Records from a dataset:
______________________________
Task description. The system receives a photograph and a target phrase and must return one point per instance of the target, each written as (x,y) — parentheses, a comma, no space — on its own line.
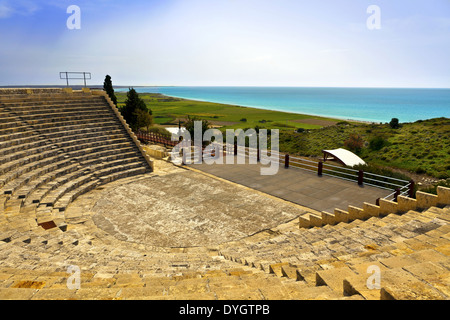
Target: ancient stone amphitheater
(67,160)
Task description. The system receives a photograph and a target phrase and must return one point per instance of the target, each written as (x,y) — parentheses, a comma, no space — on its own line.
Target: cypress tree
(132,105)
(107,86)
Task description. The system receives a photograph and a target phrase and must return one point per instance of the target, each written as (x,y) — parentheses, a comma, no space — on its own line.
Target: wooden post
(396,194)
(411,189)
(360,177)
(183,151)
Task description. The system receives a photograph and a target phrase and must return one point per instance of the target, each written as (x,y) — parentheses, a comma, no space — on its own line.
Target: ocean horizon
(361,104)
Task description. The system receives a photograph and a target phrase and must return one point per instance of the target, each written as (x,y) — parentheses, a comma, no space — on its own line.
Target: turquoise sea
______________________________
Lay out every line of the rows above as a Markdown table with the columns Number and Line. Skip blank lines and leave the pictures out.

| Number | Line |
|---|---|
| 1 | Task description. The system receives a photograph and a target phrase and must return one point per instance of the target, each written as (x,y) — parentheses, a comma, no space — on its own line. |
| 2 | Target: ancient stone amphitheater |
| 3 | (67,160) |
| 4 | Task description. The system receives a photograph and a target phrase and must return one point per instance of the target, each written as (x,y) — parentheses, a comma, no space — on its own line. |
| 5 | Target: cypress tree |
| 6 | (132,105) |
| 7 | (107,86) |
| 8 | Task description. The system receives a photograph and a target phrase and must return one point per instance of the target, each written as (x,y) — parentheses, a comma, no space — on its own line. |
| 9 | Target: wooden post |
| 10 | (396,194) |
| 11 | (411,189) |
| 12 | (360,177) |
| 13 | (183,151) |
| 14 | Task description. The system receives a photograph and a target phrase and must return one point per instance of the target, each written as (x,y) — parentheses, a comma, no space — on its own line. |
| 15 | Target: ocean horizon |
| 16 | (361,104) |
| 17 | Task description. The system receives a photograph and a target phrase and must return one point per instance of the target, each written as (x,y) — parentheses, a comma, no space — on its own line. |
| 18 | Target: turquoise sea |